■ EXERCISE GOAL
Reproduce the lines below verbatim, starting with the line that contains "Annotation task — mark the open" and ending with the line that contains "<point>72,149</point>", both included, and output no other lines.
--- start SUPPLIED RECORDS ---
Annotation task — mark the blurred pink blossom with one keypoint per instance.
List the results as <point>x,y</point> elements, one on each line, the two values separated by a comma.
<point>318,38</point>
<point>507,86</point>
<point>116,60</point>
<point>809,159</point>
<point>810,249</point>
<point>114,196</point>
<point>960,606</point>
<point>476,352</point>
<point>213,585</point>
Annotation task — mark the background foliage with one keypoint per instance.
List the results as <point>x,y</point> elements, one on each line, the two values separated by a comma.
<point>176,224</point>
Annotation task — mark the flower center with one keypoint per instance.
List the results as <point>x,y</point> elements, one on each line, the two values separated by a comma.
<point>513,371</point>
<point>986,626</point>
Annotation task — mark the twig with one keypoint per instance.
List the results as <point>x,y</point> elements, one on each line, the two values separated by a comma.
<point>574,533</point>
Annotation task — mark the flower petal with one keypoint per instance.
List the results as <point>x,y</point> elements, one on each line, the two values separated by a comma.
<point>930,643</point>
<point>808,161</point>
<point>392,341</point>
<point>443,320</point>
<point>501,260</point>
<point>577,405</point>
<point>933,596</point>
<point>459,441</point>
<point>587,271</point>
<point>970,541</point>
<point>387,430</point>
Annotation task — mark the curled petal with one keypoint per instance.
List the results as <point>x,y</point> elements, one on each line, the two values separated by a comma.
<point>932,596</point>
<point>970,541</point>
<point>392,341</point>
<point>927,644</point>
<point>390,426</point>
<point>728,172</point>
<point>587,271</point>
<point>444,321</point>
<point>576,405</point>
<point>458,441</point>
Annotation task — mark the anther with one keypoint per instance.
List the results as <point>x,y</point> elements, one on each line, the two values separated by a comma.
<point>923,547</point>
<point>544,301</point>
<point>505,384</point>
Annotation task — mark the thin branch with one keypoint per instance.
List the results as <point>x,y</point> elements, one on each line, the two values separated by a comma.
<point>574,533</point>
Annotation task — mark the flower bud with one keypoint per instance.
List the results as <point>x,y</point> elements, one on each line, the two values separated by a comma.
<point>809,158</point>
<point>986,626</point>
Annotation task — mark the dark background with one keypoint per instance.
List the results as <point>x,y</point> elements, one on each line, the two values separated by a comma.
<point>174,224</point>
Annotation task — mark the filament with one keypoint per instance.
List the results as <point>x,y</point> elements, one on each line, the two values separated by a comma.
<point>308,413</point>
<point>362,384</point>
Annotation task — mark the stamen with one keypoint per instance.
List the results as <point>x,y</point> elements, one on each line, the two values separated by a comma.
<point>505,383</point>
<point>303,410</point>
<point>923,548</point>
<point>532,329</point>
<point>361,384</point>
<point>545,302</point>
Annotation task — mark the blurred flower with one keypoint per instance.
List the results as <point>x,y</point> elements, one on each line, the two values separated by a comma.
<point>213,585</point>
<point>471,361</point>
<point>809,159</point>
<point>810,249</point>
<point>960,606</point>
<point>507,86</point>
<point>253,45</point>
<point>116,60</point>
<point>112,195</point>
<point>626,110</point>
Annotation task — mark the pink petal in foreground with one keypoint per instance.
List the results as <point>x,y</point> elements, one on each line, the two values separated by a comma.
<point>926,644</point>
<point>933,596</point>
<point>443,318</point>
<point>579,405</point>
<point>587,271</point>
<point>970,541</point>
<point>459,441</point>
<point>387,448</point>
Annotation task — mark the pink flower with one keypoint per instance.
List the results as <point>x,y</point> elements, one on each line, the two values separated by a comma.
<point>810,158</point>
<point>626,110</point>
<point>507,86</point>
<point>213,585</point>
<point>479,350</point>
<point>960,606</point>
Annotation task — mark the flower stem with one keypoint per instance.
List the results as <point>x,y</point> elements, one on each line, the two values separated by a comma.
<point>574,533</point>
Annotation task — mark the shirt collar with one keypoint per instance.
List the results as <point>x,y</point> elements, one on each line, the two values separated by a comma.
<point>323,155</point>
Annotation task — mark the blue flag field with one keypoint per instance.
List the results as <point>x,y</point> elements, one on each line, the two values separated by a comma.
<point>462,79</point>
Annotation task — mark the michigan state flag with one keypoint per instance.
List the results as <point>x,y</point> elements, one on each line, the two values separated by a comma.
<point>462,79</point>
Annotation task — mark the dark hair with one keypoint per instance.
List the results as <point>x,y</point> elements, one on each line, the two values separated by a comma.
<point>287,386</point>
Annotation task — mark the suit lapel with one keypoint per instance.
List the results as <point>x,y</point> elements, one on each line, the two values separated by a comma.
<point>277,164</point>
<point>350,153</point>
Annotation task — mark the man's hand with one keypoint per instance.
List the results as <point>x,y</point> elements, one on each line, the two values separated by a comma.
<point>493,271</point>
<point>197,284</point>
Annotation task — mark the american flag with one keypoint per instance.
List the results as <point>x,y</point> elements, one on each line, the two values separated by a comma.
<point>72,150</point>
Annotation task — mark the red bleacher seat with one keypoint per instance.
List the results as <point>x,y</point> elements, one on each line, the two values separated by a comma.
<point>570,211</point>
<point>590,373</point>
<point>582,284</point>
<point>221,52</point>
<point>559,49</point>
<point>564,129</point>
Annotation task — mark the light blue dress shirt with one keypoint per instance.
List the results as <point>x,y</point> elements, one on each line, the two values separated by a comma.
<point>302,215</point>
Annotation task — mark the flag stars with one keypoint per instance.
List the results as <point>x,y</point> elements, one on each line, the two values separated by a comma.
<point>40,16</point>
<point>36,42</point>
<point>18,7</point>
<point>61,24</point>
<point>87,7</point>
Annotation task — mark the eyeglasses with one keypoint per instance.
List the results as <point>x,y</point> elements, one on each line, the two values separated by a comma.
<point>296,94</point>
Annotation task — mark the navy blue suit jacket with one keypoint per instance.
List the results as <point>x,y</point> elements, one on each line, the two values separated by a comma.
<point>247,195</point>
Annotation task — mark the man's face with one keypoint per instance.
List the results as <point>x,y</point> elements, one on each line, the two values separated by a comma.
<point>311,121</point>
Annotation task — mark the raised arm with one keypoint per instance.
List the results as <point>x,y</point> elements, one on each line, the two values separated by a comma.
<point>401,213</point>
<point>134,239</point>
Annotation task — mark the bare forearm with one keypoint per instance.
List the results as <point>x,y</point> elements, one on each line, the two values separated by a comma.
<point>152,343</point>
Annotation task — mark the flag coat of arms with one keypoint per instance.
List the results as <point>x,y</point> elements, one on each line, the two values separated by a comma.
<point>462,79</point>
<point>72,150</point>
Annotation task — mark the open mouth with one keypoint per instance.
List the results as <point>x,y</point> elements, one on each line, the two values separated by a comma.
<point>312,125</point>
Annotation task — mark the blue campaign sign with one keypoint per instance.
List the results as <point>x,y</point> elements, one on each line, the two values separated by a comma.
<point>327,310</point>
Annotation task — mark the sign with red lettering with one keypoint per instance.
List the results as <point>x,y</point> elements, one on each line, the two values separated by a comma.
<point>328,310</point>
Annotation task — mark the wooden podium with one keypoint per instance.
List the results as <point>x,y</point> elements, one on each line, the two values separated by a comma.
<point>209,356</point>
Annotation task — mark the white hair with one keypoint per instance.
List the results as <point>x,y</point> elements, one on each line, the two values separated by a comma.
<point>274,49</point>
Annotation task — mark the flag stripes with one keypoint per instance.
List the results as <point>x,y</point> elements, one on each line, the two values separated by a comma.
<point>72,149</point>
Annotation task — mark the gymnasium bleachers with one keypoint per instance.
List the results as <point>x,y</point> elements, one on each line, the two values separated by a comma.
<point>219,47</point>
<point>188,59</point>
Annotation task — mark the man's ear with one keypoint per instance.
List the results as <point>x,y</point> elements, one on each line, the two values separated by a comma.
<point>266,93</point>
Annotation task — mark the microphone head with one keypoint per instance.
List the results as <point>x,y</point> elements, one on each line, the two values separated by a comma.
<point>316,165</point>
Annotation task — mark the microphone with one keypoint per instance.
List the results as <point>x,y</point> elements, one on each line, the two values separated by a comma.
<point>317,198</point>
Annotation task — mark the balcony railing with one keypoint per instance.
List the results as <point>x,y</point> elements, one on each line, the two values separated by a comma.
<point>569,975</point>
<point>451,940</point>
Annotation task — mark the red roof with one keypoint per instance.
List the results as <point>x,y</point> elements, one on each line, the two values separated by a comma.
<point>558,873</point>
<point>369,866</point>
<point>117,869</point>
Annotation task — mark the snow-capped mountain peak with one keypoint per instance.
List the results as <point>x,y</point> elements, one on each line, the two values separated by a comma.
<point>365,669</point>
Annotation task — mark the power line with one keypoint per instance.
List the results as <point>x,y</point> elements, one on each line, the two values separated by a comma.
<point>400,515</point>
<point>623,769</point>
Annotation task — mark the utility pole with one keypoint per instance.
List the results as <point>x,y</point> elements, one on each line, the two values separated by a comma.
--- end SUPPLIED RECORDS ---
■ ANSWER FOR THE TASK
Annotation task — mark the open mouth with one keypoint per instance.
List the results as <point>x,y</point> elements, one on each line, the two values separated by a comma.
<point>312,125</point>
Annotation task — mark the blue campaign sign with one keypoint per instance.
List the results as <point>x,y</point> elements, one on each line, the two values separated by a comma.
<point>327,310</point>
Annotation task — mark the sign with red lettering with one keypoint per instance.
List the results as <point>x,y</point> elements, one on each line, the two values separated by a comma.
<point>328,310</point>
Annotation task — mark the wooden podium with one keypoint per instance.
List the results as <point>x,y</point> elements, one on each line, the two values separated by a comma.
<point>209,356</point>
Annotation task — mark the white hair with one keypoint per instance.
List the results as <point>x,y</point> elements, one on each line, the two values separated by a comma.
<point>274,49</point>
Annotation task — mark the flag stripes with one keypoint per instance.
List the results as <point>x,y</point> elements, one on each line, the two values separated by a comma.
<point>72,149</point>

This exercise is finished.